* **CHECK YOUR UNDERSTANDING**
1. Print the passage on Vietnamese food in Oklahoma City word for word, starting at the words "Banh xeo is" and ending after "mam (fish sauce).".
2. Carry on the piece about Oklahoma City's Vietnamese restaurants from its last sentence.

* **SUPPLIED PASSAGE**
***
Oklahoma City’s Vietnamese offerings stay faithful to traditional recipes, including Pho B&B’s banh xeo Vietnamese pancake
Oklahoma City’s Vietnamese offerings stay faithful to traditional recipes, including Pho B&B’s banh xeo Vietnamese pancake
  

DEEPER DISHES
Over the years, Vietnamese restaurants have gradually migrated into other parts of the metropolis, too. It’s worth venturing to Pho B&B in South Oklahoma City to try banh xeo, Vietnam’s “cake of love.”

 

Banh xeo is a pancake made of rice flour and turmeric batter fried to crispiness and then topped with grilled shrimp, pork, fried onion and bean sprouts. An order of four comes folded like golden tacos in 15 minutes. It’s a wild mix of flavor, enjoyed by pulling off pieces, wrapping them into fresh leaves of lettuce, and then dipping—bite by bite—into nuoc mam (fish sauce).
***
* **DATA SUPPLIED**
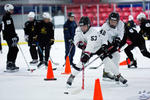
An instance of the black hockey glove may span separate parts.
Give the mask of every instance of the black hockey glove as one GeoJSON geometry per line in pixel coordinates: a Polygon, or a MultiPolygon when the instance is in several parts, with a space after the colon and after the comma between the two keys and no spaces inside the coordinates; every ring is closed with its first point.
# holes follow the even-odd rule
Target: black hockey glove
{"type": "Polygon", "coordinates": [[[101,48],[96,52],[97,55],[100,55],[102,53],[107,53],[108,52],[108,46],[106,44],[103,44],[101,48]]]}
{"type": "Polygon", "coordinates": [[[54,39],[50,39],[50,45],[54,44],[54,39]]]}
{"type": "Polygon", "coordinates": [[[25,39],[26,42],[28,42],[28,41],[29,41],[29,36],[28,36],[28,35],[25,35],[25,36],[24,36],[24,39],[25,39]]]}
{"type": "Polygon", "coordinates": [[[83,52],[82,55],[81,55],[81,62],[82,63],[87,63],[88,60],[90,59],[90,57],[91,57],[91,53],[83,52]]]}
{"type": "Polygon", "coordinates": [[[2,44],[1,44],[1,42],[0,42],[0,52],[2,53],[2,44]]]}
{"type": "Polygon", "coordinates": [[[112,44],[117,47],[120,46],[120,43],[121,43],[121,39],[119,37],[114,38],[112,42],[112,44]]]}
{"type": "Polygon", "coordinates": [[[86,48],[86,43],[85,43],[85,42],[82,42],[82,41],[79,41],[79,42],[77,43],[77,46],[78,46],[78,48],[80,48],[80,49],[82,49],[82,50],[85,50],[85,48],[86,48]]]}
{"type": "Polygon", "coordinates": [[[16,47],[16,46],[17,46],[17,43],[18,43],[18,41],[19,41],[19,37],[18,37],[18,36],[15,36],[15,37],[13,37],[11,40],[12,40],[11,46],[12,46],[12,47],[16,47]]]}
{"type": "Polygon", "coordinates": [[[71,45],[74,45],[73,39],[69,39],[68,42],[71,43],[71,45]]]}

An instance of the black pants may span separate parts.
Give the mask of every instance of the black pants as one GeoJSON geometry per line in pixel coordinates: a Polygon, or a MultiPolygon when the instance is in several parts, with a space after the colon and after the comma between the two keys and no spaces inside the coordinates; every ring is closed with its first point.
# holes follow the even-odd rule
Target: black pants
{"type": "Polygon", "coordinates": [[[38,45],[38,52],[39,52],[40,61],[44,61],[43,57],[45,57],[45,61],[49,60],[50,48],[51,48],[51,46],[49,44],[45,44],[45,45],[39,44],[38,45]],[[45,54],[43,54],[44,50],[45,50],[45,54]]]}
{"type": "Polygon", "coordinates": [[[32,38],[28,41],[28,46],[30,47],[29,51],[30,51],[30,55],[31,55],[31,58],[33,60],[37,60],[38,59],[38,51],[36,49],[37,47],[37,44],[36,44],[36,41],[32,40],[32,38]]]}
{"type": "Polygon", "coordinates": [[[138,46],[135,46],[132,44],[125,48],[125,53],[131,61],[134,60],[131,50],[133,50],[135,47],[139,47],[143,56],[150,58],[150,53],[147,51],[145,43],[142,45],[138,45],[138,46]]]}
{"type": "MultiPolygon", "coordinates": [[[[65,59],[70,51],[70,48],[71,48],[71,43],[69,42],[69,40],[65,40],[65,59]]],[[[69,55],[69,60],[70,60],[71,65],[73,64],[74,54],[75,54],[75,46],[73,45],[72,50],[69,55]]]]}
{"type": "Polygon", "coordinates": [[[8,44],[8,54],[7,54],[7,62],[16,62],[17,54],[18,54],[18,47],[17,46],[12,46],[12,41],[11,40],[6,40],[8,44]]]}
{"type": "Polygon", "coordinates": [[[37,54],[37,49],[36,46],[30,46],[30,55],[32,57],[33,60],[37,60],[38,59],[38,54],[37,54]]]}

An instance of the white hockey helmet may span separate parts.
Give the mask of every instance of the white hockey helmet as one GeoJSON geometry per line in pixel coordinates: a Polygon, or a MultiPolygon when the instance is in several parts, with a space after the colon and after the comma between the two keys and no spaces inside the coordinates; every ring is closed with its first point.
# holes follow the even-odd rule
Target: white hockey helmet
{"type": "Polygon", "coordinates": [[[29,12],[28,18],[34,18],[34,17],[35,17],[35,13],[33,11],[29,12]]]}
{"type": "Polygon", "coordinates": [[[146,19],[146,15],[144,14],[144,13],[140,13],[140,14],[138,14],[138,16],[137,16],[137,20],[141,20],[141,19],[146,19]]]}
{"type": "Polygon", "coordinates": [[[44,12],[43,15],[42,15],[42,17],[44,19],[50,19],[51,20],[51,15],[48,12],[44,12]]]}
{"type": "Polygon", "coordinates": [[[14,6],[12,4],[6,4],[4,10],[10,12],[10,10],[14,10],[14,6]]]}
{"type": "Polygon", "coordinates": [[[134,19],[133,16],[132,16],[132,15],[129,15],[128,20],[131,21],[131,20],[133,20],[133,19],[134,19]]]}

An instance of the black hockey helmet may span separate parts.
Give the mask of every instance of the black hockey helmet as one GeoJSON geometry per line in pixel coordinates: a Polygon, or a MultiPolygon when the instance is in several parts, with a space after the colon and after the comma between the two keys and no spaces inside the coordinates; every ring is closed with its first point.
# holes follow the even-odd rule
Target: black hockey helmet
{"type": "Polygon", "coordinates": [[[89,17],[87,17],[87,16],[82,16],[82,17],[80,18],[79,25],[80,25],[80,26],[88,25],[88,26],[90,27],[90,26],[91,26],[91,21],[90,21],[89,17]]]}
{"type": "Polygon", "coordinates": [[[73,12],[69,12],[68,13],[68,17],[74,17],[74,13],[73,12]]]}
{"type": "Polygon", "coordinates": [[[119,21],[120,20],[120,16],[117,12],[112,12],[109,15],[109,20],[114,20],[114,21],[119,21]]]}

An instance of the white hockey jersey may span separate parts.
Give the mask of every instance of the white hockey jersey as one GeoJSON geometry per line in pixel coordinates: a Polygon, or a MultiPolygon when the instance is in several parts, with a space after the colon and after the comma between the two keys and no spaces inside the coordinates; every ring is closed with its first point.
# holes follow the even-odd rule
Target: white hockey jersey
{"type": "Polygon", "coordinates": [[[104,23],[101,27],[101,34],[102,35],[107,35],[106,37],[108,38],[108,41],[112,43],[113,39],[115,37],[119,37],[121,40],[123,39],[124,36],[124,23],[120,20],[116,26],[116,28],[111,28],[109,26],[108,21],[104,23]],[[105,33],[105,34],[103,34],[105,33]]]}
{"type": "Polygon", "coordinates": [[[97,50],[101,48],[102,44],[107,44],[107,41],[105,40],[107,39],[104,39],[103,35],[101,35],[93,27],[90,27],[90,29],[85,34],[81,31],[81,28],[78,27],[76,29],[74,37],[74,42],[76,45],[80,41],[87,43],[85,51],[90,53],[95,53],[97,50]]]}

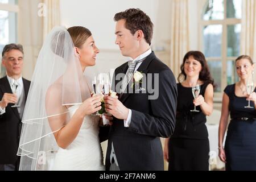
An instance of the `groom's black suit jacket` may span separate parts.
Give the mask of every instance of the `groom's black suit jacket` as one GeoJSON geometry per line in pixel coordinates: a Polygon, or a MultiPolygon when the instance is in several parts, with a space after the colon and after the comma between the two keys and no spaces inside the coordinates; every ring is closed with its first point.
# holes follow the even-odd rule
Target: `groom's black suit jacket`
{"type": "MultiPolygon", "coordinates": [[[[22,78],[25,98],[30,86],[30,81],[22,78]]],[[[6,76],[0,79],[0,100],[5,93],[13,93],[6,76]]],[[[16,155],[22,126],[21,118],[16,107],[11,107],[9,104],[5,108],[5,113],[0,115],[0,164],[17,165],[16,155]]]]}
{"type": "MultiPolygon", "coordinates": [[[[115,69],[115,75],[125,74],[127,69],[126,63],[115,69]]],[[[148,100],[150,94],[147,91],[146,93],[123,93],[119,98],[131,110],[131,120],[129,127],[125,127],[123,120],[114,118],[109,134],[106,170],[110,165],[112,142],[121,170],[164,170],[159,137],[169,137],[174,130],[177,96],[175,78],[170,69],[154,52],[146,58],[137,71],[159,73],[159,97],[148,100]]],[[[115,86],[119,81],[115,80],[115,86]]],[[[152,80],[152,85],[154,81],[156,80],[152,80]]]]}

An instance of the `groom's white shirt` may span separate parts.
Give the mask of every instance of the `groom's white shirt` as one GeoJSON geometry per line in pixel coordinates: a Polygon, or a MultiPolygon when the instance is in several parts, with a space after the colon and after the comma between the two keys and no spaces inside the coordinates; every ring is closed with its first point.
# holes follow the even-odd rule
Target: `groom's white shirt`
{"type": "MultiPolygon", "coordinates": [[[[147,50],[147,51],[146,51],[144,53],[140,55],[139,56],[138,56],[137,57],[136,57],[135,59],[134,59],[134,60],[131,58],[130,57],[129,60],[133,60],[133,61],[137,61],[137,60],[142,60],[144,58],[145,58],[146,57],[147,57],[147,56],[148,56],[150,54],[151,54],[152,52],[152,50],[151,49],[149,49],[148,50],[147,50]]],[[[143,63],[141,62],[138,64],[137,64],[136,65],[136,67],[134,69],[134,73],[137,71],[138,68],[139,68],[139,66],[141,65],[141,64],[143,63]]],[[[128,117],[127,118],[127,119],[123,120],[123,122],[124,122],[124,125],[125,125],[125,127],[129,127],[130,126],[130,124],[131,123],[131,110],[130,110],[129,109],[129,113],[128,114],[128,117]]]]}

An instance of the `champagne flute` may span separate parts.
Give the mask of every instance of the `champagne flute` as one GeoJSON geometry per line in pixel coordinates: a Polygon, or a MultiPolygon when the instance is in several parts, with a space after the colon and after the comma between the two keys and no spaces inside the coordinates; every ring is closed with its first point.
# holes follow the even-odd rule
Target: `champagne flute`
{"type": "MultiPolygon", "coordinates": [[[[248,95],[251,94],[254,90],[254,83],[252,78],[248,78],[246,80],[246,92],[248,95]]],[[[250,105],[250,99],[248,100],[248,105],[245,108],[254,108],[250,105]]]]}
{"type": "MultiPolygon", "coordinates": [[[[95,93],[96,94],[102,94],[104,93],[104,77],[102,73],[99,73],[97,76],[94,77],[92,81],[92,85],[93,89],[94,89],[95,93]]],[[[93,94],[92,95],[92,96],[93,94]]],[[[102,103],[101,103],[101,106],[102,106],[102,103]]],[[[102,108],[100,110],[101,110],[102,108]]],[[[92,114],[91,115],[102,115],[102,114],[100,114],[99,111],[96,113],[92,114]]]]}
{"type": "Polygon", "coordinates": [[[105,96],[108,96],[110,91],[110,78],[109,74],[104,73],[104,93],[105,96]]]}
{"type": "Polygon", "coordinates": [[[93,94],[96,93],[96,83],[97,83],[97,77],[96,76],[94,76],[93,77],[93,80],[92,80],[92,87],[93,89],[93,92],[91,93],[92,97],[93,95],[93,94]]]}
{"type": "MultiPolygon", "coordinates": [[[[18,96],[17,95],[17,92],[18,92],[18,87],[19,84],[18,84],[18,81],[11,78],[11,86],[13,88],[13,93],[16,95],[17,97],[18,101],[19,100],[18,96]]],[[[18,101],[17,101],[18,102],[18,101]]],[[[19,107],[20,106],[18,105],[17,102],[16,102],[13,106],[11,106],[11,107],[19,107]]]]}
{"type": "MultiPolygon", "coordinates": [[[[193,86],[192,88],[192,92],[193,94],[193,97],[195,99],[196,97],[199,96],[199,93],[200,93],[200,85],[199,84],[197,84],[196,86],[193,86]]],[[[200,112],[200,111],[196,109],[196,105],[195,105],[194,109],[190,110],[191,112],[200,112]]]]}

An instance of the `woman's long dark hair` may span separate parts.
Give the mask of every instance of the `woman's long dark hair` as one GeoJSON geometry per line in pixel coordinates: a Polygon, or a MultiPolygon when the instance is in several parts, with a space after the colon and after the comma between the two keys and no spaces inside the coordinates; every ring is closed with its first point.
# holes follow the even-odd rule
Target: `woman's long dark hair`
{"type": "Polygon", "coordinates": [[[199,61],[202,66],[202,70],[199,73],[199,80],[204,82],[204,83],[212,84],[213,88],[215,88],[216,85],[214,84],[213,78],[210,75],[208,65],[205,59],[204,54],[200,51],[191,51],[187,52],[183,58],[183,62],[180,66],[180,71],[181,72],[179,75],[178,81],[182,82],[187,78],[187,75],[184,70],[184,65],[185,61],[190,57],[192,56],[194,59],[199,61]]]}

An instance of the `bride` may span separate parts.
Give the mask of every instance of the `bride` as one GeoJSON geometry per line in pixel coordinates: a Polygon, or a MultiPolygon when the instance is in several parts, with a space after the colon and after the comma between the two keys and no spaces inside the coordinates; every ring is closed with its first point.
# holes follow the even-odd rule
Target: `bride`
{"type": "Polygon", "coordinates": [[[85,27],[55,27],[48,35],[25,106],[19,170],[105,169],[99,118],[91,115],[100,96],[91,97],[84,74],[98,53],[85,27]]]}

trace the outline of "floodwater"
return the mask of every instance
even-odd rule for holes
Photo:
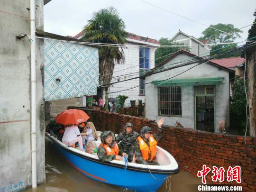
***
* **WRITTEN ANSWERS**
1.
Banh xeo is a pancake made of rice flour and turmeric batter fried to crispiness and then topped with grilled shrimp, pork, fried onion and bean sprouts. An order of four comes folded like golden tacos in 15 minutes. It’s a wild mix of flavor, enjoyed by pulling off pieces, wrapping them into fresh leaves of lettuce, and then dipping—bite by bite—into nuoc mam (fish sauce).

2.
 

Back in the Asian District, another rare dish to search out is banh cuon, a plate of thin, steamed, almost gelatinous rice rolls filled with minced pork, shallots and mushrooms and served cold with nuoc mam. Its texture is a little slimy for first-timers, but its flavors offer the payoff.

  

It’s not common to find banh cuon outside Vietnam, as the prep takes some art—and time—to get right. My Tran of Nhu Lan Restaurant and Bakery, a family-run eatery with two tables (and popular roast duck or pork take-out orders on weekends), knows this well. “I grew up eating machine-made banh cuon you get at groceries,”  Tran explains. “Then I started making it. It’s a whole different world.”
    

Vietnamese food goes beyond pho, such as banh cuon
Vietnamese food goes beyond pho, such as banh cuon.

BEHOLD THE BANH MI
Then there’s banh mi, which has emerged as the world’s sandwich de rigeur in recent years. This Vietnamese sandwich uses lightly toasted French bread filled with varying meats—such as smoky thit nuong (grilled pork)—and then lined with an unexpected medley of pickled vegetables, cucumber, cilantro, hot pepper, garlic salt and soy-rich Maggi seasoning sauce. No other sandwich quite compares.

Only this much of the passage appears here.